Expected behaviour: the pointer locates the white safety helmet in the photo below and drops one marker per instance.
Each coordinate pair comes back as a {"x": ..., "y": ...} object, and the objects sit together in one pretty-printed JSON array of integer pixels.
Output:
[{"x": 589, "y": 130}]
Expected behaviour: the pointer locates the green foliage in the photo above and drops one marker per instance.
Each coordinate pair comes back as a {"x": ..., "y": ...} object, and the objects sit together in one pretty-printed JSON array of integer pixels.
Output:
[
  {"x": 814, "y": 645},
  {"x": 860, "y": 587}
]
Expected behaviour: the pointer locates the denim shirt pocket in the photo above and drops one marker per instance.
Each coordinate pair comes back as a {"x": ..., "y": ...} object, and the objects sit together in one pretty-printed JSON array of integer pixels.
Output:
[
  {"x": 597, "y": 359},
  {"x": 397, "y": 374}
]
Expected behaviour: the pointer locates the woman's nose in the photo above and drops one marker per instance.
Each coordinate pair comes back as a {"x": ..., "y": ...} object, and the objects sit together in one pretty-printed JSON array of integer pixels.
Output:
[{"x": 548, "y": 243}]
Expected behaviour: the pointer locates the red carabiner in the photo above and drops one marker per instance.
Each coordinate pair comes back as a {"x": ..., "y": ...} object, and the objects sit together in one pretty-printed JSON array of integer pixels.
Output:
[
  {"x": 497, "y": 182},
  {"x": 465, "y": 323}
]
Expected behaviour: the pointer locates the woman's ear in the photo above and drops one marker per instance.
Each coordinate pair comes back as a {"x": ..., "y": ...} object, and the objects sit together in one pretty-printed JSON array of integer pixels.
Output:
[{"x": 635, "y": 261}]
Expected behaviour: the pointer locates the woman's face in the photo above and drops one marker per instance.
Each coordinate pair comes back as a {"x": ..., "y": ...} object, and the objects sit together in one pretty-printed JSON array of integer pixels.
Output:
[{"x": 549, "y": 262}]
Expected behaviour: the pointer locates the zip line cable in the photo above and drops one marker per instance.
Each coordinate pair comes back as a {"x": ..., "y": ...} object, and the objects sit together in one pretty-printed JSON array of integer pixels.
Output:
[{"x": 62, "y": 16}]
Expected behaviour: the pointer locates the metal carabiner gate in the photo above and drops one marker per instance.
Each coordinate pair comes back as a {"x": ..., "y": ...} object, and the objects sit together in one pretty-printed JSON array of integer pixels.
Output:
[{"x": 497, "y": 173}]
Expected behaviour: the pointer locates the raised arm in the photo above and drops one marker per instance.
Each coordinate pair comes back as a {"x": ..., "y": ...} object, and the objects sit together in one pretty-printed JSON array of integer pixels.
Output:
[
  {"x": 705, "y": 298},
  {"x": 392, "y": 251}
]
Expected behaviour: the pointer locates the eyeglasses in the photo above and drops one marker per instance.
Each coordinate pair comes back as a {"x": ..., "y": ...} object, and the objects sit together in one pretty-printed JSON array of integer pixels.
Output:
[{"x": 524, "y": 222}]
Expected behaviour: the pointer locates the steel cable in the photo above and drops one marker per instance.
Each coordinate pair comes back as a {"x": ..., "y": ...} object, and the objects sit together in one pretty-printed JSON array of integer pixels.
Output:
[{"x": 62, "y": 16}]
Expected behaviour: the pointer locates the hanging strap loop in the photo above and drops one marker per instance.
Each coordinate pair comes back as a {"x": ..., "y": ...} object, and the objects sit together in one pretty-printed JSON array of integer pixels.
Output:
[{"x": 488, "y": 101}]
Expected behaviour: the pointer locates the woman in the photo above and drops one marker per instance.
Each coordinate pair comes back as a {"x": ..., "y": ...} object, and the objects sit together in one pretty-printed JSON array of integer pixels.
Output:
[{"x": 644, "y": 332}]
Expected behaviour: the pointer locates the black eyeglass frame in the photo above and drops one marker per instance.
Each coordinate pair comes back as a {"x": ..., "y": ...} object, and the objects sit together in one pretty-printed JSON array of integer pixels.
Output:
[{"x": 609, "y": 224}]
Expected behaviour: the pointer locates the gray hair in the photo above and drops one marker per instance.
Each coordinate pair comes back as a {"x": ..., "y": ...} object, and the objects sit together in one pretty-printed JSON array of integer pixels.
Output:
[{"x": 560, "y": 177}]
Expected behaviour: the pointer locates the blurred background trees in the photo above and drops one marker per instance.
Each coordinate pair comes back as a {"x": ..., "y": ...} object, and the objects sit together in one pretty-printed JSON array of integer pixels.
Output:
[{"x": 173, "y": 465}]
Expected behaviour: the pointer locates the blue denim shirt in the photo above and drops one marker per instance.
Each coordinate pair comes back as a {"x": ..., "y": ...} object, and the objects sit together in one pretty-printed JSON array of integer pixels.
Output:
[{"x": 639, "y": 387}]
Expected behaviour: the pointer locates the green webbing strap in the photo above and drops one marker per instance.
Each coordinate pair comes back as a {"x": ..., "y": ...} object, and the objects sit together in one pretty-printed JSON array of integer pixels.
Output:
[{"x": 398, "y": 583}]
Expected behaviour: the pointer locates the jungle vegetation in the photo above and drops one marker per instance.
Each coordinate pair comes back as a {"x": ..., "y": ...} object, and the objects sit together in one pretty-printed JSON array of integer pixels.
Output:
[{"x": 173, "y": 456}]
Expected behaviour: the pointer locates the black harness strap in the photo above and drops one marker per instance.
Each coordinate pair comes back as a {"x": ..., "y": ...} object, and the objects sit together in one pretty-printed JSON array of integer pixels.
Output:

◆ **Instructions for the task**: Each record above should be repeated exactly as it appears.

◆ **Written response**:
Expected behaviour: the pointer locates the white safety helmet in the photo below and drops one marker per instance.
Each coordinate pair comes back as a {"x": ..., "y": ...} object, and the objects sit together in one pretty-printed JSON array of integer pixels.
Output:
[{"x": 589, "y": 130}]
Expected behaviour: the pointer locates the green foliage in the photo above and drops one marker per instance.
Each coordinate pair comes back as a {"x": ..., "y": ...} object, and the objects sit together in one pretty-printed JSON array of integer pixels.
Output:
[
  {"x": 814, "y": 645},
  {"x": 860, "y": 587}
]
Expected behaviour: the pointer locates the denim shirt pocket in the photo above and drops one marker per instance.
Each coordinate pair comes back as a {"x": ..., "y": ...} object, and the objects sit together in one pretty-printed JSON array of integer pixels.
Output:
[
  {"x": 597, "y": 359},
  {"x": 397, "y": 374}
]
Expected behaviour: the pointer locates the woman's nose in the photo above and drops one marker per instance.
Each coordinate pair comes back as a {"x": ..., "y": ...} object, and the objects sit together in one pretty-printed JSON array of integer pixels.
Output:
[{"x": 548, "y": 243}]
Expected behaviour: the pointer locates the red carabiner in the photo above and drops one marker per instance.
Each coordinate pair comes back as a {"x": ..., "y": ...} object, and the objects sit together in one pretty-printed JSON array of integer pixels.
Output:
[
  {"x": 497, "y": 182},
  {"x": 465, "y": 323}
]
Expected behaviour: the pointer locates the woman's ear in the photo above and drops one marker per instance.
Each coordinate pair comes back as a {"x": ..., "y": ...} object, and the objects sit together in one pretty-printed JSON array of integer pixels.
Output:
[{"x": 635, "y": 261}]
Expected behaviour: the pointer locates the woman's face in the photo above and drops one marker per instance.
Each coordinate pair comes back as a {"x": ..., "y": ...} object, and the objects sit together in one pretty-printed JSON array of integer pixels.
Output:
[{"x": 549, "y": 262}]
Expected behaviour: the pointer locates the zip line cable in the photo above and drops one marker per instance.
Each coordinate pair comes back as a {"x": ..., "y": ...} object, and the objects sit together in one pretty-printed JSON array of integer pixels.
Output:
[{"x": 62, "y": 16}]
Expected behaviour: the pointer locates the metal carabiner gate in the photo above and drops one marker per instance.
Each coordinate pair comes back as a {"x": ..., "y": ...} object, and the objects sit together in one pretty-printed JSON array of integer pixels.
Output:
[{"x": 497, "y": 173}]
Expected behaviour: the pointer locates the raised arm in the photo above and drops one marker per instance.
Each coordinate pair comes back as a {"x": ..., "y": ...} object, and the objects sit together in one pretty-printed JSON array of integer pixels.
Output:
[
  {"x": 705, "y": 298},
  {"x": 392, "y": 251}
]
Expected behaviour: the pointer locates the eyeglasses in the photo above and drops one marker per instance.
Each coordinate pair comes back as a {"x": ..., "y": ...} object, and the objects sit together in one pretty-printed JSON array of integer pixels.
Output:
[{"x": 524, "y": 222}]
Expected behaviour: the pointer locates the steel cable in the photo above and drops one marker per instance.
Each coordinate pair comes back as a {"x": ..., "y": ...} object, and the objects sit together in one pretty-printed JSON array of integer pixels.
Output:
[{"x": 62, "y": 16}]
Expected behaviour: the pointer locates the hanging strap loop in the photo above and drops one marker per instance.
Each coordinate pair comes back as a {"x": ..., "y": ...} object, and the objects sit together in one pretty-printed JSON array of integer pixels.
Output:
[{"x": 488, "y": 101}]
Expected behaviour: the pointer locates the woman in the photo above and drops one marker per instance.
Each coordinate pair comes back as a {"x": ..., "y": ...} object, and the objects sit together in one pretty-printed JSON array of integer pixels.
Output:
[{"x": 644, "y": 332}]
Expected behaviour: the pointer locates the black eyeglass frame in the photo above and drops one marker per instance.
Each coordinate pair comes back as a {"x": ..., "y": ...} object, and the objects sit together in one pretty-printed JSON array of integer pixels.
Output:
[{"x": 609, "y": 224}]
Expected behaviour: the pointer locates the gray hair in the photo above and drops one marker per instance.
Each coordinate pair comes back as a {"x": ..., "y": ...} object, and the objects sit together in one pretty-printed JSON array of integer pixels.
Output:
[{"x": 560, "y": 177}]
Expected behaviour: the pointer locates the blurred background trees in the photo above and drops one marker per instance.
Each coordinate pair comes back as a {"x": ..., "y": ...} object, and the objects sit together in one pretty-printed JSON array of integer pixels.
Output:
[{"x": 173, "y": 465}]
Expected behaviour: the pointer locates the blue denim shirt in the photo above and drops one marker per instance.
Each coordinate pair comes back as a {"x": ..., "y": ...} object, and the objects sit together in one pretty-printed JSON array of integer pixels.
Output:
[{"x": 639, "y": 387}]
Expected behaviour: the pointer locates the green webbing strap in the photo above and drops one marker per instance.
Each coordinate pair comes back as a {"x": ..., "y": ...} object, and the objects sit together in one pretty-printed JSON array of integer pixels.
Output:
[{"x": 398, "y": 583}]
Expected behaviour: the pointer locates the jungle vegetation in the photo above and drops one marker per instance.
Each coordinate pair comes back as a {"x": ..., "y": ...} object, and the objects sit together in one pretty-printed JSON array of integer pixels.
Output:
[{"x": 173, "y": 456}]
Expected behaviour: the pointer locates the black harness strap in the photo above and drops one marker per instance.
Each coordinate pair comes back as a {"x": ..., "y": ...} object, and the objects sit together in one pretty-printed JSON array of integer pixels.
Output:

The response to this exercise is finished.